[Image-grounded pointing data]
Segment Open

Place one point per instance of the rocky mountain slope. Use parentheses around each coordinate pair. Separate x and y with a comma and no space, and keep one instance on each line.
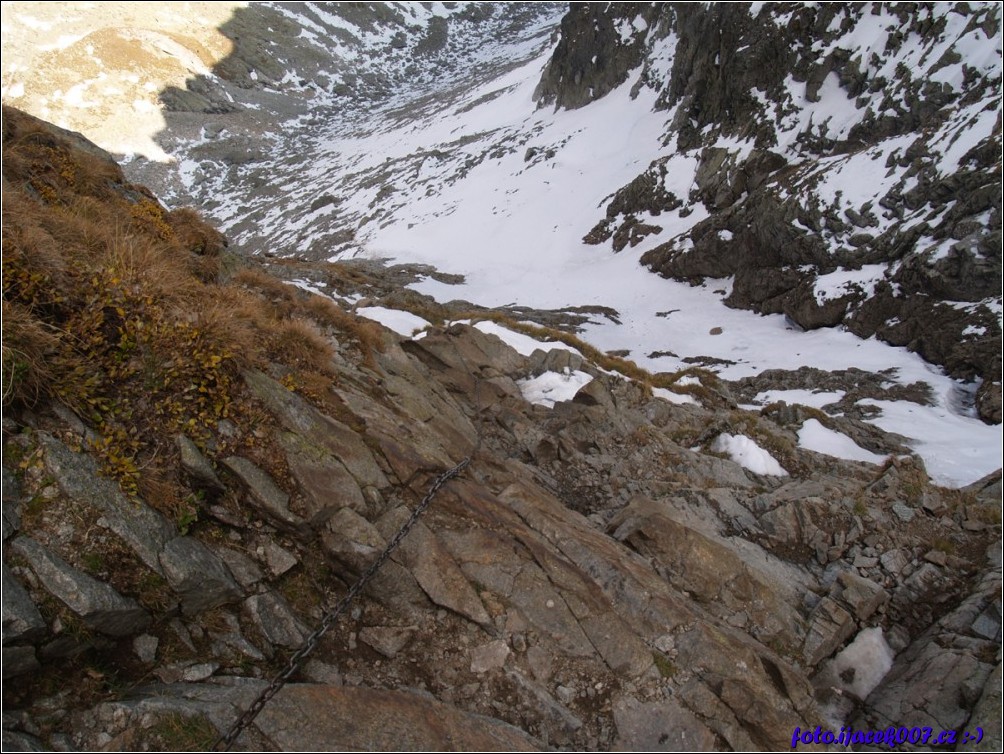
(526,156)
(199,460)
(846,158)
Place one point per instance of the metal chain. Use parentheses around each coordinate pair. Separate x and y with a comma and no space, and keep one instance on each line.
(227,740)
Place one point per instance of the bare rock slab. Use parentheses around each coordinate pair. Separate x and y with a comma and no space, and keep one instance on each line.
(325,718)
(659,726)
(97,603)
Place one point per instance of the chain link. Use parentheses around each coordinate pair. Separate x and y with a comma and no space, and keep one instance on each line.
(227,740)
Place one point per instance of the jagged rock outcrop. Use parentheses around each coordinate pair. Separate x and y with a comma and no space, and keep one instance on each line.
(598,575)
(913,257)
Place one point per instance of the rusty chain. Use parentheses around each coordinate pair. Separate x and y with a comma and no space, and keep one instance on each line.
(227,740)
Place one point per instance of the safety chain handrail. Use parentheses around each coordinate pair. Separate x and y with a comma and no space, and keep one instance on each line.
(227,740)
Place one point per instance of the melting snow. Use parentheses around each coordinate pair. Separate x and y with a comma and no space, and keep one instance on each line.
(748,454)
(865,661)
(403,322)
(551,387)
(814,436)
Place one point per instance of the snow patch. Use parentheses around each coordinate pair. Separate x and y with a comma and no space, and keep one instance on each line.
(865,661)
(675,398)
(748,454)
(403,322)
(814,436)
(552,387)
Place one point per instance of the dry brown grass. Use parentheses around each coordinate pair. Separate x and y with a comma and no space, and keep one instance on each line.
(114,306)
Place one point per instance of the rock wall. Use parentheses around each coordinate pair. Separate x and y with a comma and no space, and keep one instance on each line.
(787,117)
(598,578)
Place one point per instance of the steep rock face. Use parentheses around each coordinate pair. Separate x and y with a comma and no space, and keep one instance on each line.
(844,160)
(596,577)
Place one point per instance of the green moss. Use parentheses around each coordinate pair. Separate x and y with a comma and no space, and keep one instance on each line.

Segment Closed

Prompt -
Each line above gets copied exactly; leave the pictures out.

Your solution -
Place one point per instance of the rocky mountain slope. Use parentheses around each coordinate pair. Separate x and y with a comma and no space, and keep one instance on each line.
(526,156)
(199,460)
(846,158)
Place one point per instance of the metal chain. Use parentheses around each coordinate pair. Separate x and y with a comma and no space, and keep one instance on each line.
(227,740)
Place one point per instance of the bare rock slab. Use parentheses around each coordinate pair. Separate x and y with a comma and no space, and keep one instance on each line.
(325,718)
(659,726)
(97,603)
Place one point per instance of the chain link. Use parentheses around each coordinate pair. Separate x and y with a comma and no space, and keep one instance on each line.
(227,740)
Place one point per instance of the jagged rock outcrop. Use parentheses around each coordinate pair. Separate x and y with a comma and no space, and keep one instance on each line.
(598,575)
(913,257)
Place one point per instance of the rusty chain. Use parentheses around each coordinate pair. Separate x and y with a comma and no space, and keep one instance on each line.
(227,740)
Place one point per instance of the safety chain handrail. Use parentheses around each coordinate pair. Separate x and y with a comma and no space, and keep one instance on each line.
(227,740)
Place one point per instance of the melting snow. Use parentheses around each coordinate pair. Separate x and y with a comma and no space, and keep one instance on each line.
(748,454)
(865,661)
(403,322)
(551,387)
(814,436)
Place one point per instance of the snow patch. Use parentheses around each coordinate pair. Separate x and y with a comma and no space, and keep one instance on each line.
(865,661)
(675,398)
(748,454)
(403,322)
(814,436)
(552,387)
Place one point per instance of the dry brown grass. Use parentheses around each coordinate pair. Separate x and y with a comma and no space, and keep one instance on each line.
(114,306)
Place one point per instance of the rock wall. Use parentheses around each coordinate pair. Separate x and y with a comma and no space, and keep one instance on each line.
(787,117)
(598,578)
Place one point per instance of the steep rock face. Use parentheses around each coordinate pair. Separate x and y with a comma and no space, and keep one instance on each line.
(844,160)
(596,577)
Place one point per instance of the green moss. Use parentheses around each coordinate pair. Separate x and y with a comma and no space, and keep one instance on each line.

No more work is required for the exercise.